---- Texto extraído

En ese sentido, la contribución de U. en el PKS parece minúscula, pero se revela como esencial para su buen desarrollo. Cuando antes hablaba de los elementos simbólicos, estaba pensando en esto. El despacho de U. se encuentra en el sótano del edificio y, a diferencia de lo que ocurre con el resto de plantas, donde son de cristal, sus paredes son de ladrillo. Su función como antropólogo es interpretar y generar discursos que más tarde se distribuyen hacia arriba por el edificio y se redirigen a los clientes de la Compañía. Es el intérprete y el generador de cultura, que se ritualiza y se repite, se convierte en patrones identificables. Es la base del capital cultural —que la Compañía transforma en capital económico—, son los ladrillos que fundan las relaciones humanas; pero, al mismo tiempo, es un trabajo opaco que se realiza en un lugar invisible y cuya comprensión exige esfuerzo. Si consideramos la corporación como una estructura tribal, U. ejerce de chamán, mientras Peyman es el jefe. Ambos emiten mensajes que los demás reproducen aunque no los comprendan.

--------
---- Datos analizados

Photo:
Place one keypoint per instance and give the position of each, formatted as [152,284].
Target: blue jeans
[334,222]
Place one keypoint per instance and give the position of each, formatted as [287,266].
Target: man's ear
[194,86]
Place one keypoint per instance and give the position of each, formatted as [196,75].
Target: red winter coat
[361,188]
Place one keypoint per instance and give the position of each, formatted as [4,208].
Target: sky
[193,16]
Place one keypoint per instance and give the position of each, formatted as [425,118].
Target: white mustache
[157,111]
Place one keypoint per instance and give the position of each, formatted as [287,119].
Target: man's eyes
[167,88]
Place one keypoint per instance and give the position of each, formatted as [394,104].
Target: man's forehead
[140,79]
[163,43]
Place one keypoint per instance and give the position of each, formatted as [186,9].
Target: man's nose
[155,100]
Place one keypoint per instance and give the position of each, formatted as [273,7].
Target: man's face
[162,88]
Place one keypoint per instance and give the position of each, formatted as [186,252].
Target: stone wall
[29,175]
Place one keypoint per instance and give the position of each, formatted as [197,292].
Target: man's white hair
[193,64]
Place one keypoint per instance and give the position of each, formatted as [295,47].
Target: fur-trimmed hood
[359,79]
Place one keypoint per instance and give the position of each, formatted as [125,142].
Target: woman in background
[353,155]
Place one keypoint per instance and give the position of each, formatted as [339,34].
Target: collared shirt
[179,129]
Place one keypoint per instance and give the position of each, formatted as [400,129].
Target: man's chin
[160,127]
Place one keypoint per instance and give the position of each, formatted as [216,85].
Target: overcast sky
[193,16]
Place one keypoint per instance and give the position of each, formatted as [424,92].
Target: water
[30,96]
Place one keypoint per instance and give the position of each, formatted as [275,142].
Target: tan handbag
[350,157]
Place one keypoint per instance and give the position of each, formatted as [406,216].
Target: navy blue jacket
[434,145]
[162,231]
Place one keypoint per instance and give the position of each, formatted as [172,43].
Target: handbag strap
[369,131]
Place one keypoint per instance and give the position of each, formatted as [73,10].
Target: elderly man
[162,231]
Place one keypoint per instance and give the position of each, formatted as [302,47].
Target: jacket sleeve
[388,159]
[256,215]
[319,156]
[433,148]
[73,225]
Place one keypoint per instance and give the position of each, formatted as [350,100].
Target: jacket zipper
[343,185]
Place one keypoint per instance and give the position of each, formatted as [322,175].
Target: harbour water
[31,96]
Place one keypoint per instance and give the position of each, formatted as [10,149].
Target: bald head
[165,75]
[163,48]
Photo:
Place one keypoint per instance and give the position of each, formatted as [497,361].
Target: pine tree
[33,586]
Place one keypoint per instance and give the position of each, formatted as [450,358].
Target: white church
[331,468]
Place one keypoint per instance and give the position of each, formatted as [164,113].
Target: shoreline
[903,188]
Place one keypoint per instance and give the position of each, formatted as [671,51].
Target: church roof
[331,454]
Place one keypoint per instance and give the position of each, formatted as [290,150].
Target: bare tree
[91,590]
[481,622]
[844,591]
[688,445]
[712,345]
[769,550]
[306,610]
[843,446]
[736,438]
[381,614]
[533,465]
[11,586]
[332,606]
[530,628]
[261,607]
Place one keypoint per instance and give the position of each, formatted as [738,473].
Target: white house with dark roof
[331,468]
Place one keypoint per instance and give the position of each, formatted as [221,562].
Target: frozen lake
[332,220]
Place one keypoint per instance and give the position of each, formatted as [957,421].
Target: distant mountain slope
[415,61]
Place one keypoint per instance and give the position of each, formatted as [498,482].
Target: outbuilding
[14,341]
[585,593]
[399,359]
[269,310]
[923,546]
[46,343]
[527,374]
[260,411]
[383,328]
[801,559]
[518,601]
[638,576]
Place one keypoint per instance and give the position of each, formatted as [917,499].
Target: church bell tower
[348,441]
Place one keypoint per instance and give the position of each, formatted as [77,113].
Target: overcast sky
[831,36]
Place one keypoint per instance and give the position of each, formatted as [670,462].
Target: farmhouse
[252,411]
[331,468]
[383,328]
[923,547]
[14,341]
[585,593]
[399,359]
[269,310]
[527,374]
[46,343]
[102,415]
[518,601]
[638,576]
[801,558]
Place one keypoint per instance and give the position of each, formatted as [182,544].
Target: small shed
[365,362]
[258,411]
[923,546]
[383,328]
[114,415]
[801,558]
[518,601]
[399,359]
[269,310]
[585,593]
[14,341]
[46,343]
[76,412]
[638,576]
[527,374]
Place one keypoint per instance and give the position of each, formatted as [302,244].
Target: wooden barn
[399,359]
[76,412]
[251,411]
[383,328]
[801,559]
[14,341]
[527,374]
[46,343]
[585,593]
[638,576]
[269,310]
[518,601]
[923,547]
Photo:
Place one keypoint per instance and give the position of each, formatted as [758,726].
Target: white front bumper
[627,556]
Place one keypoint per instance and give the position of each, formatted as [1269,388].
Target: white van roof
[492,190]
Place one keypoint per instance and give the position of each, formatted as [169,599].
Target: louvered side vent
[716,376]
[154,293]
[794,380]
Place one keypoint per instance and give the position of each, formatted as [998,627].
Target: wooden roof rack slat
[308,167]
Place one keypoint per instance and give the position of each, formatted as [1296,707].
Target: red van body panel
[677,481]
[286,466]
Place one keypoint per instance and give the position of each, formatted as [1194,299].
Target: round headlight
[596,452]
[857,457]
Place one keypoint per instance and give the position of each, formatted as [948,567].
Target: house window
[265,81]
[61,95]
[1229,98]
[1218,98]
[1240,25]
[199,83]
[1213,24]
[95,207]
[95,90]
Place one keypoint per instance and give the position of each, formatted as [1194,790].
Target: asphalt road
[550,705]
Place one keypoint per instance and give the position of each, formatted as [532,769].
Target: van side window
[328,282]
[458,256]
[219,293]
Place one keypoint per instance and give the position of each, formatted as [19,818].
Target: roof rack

--------

# Lista de tareas:
a) En el texto sobre U. y la Compañía, ¿qué ocurre con la cultura que U. interpreta y genera? Enumera cada una de esas acciones.
b) Escribe la continuación del texto sobre U. y la Compañía a partir de su última oración.
Los registros no tienen relación con el texto.

# Respuestas numeradas:
a) Se ritualiza, se repite y se convierte en patrones identificables.

b)
Satin Island está plagada de símbolos de la civilización de principios del siglo XXI. Los vertidos de crudo que obsesionan a U. son el resultado perverso de la lógica extractora del capitalismo industrial. El cáncer de Petr, las muertes de los paracaidistas, la superficialidad de la relación amorosa con Madison, que le implora que vuelva pronto cuando está lejos, pero con quien U. no mantiene una conversación de verdad hasta las últimas páginas, y que cierra los ojos cuando se acuestan juntos, la falta de visión global que los empleados —incluidos U. y Peyman— tienen de Koob-Sassen, los viajes y las reuniones que no sirven para nada, la visión esotérica que tienen sus compañeros del trabajo del antropólogo que, por su parte, se ve asimilado a las estructuras del gran capital inmaterial… Todos esos fragmentos plantean una descripción clara y certera de nuestra época.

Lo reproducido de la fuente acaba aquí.